> **PROBLEM STATEMENT**
Copy the data below word for word, leaving out the pictures.

> **MATERIAL**
*-*-*

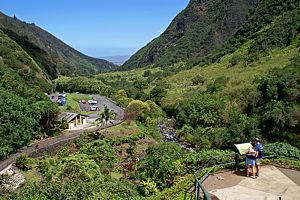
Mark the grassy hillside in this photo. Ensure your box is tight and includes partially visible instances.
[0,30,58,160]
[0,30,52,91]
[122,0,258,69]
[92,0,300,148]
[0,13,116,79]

*-*-*

> **SOLUTION FOR THIS TASK**
Mark the grassy hillside in this photo. Ensure your box is tight and includes partially visible instances.
[0,30,58,160]
[0,30,52,91]
[122,0,258,69]
[92,0,300,148]
[0,13,116,79]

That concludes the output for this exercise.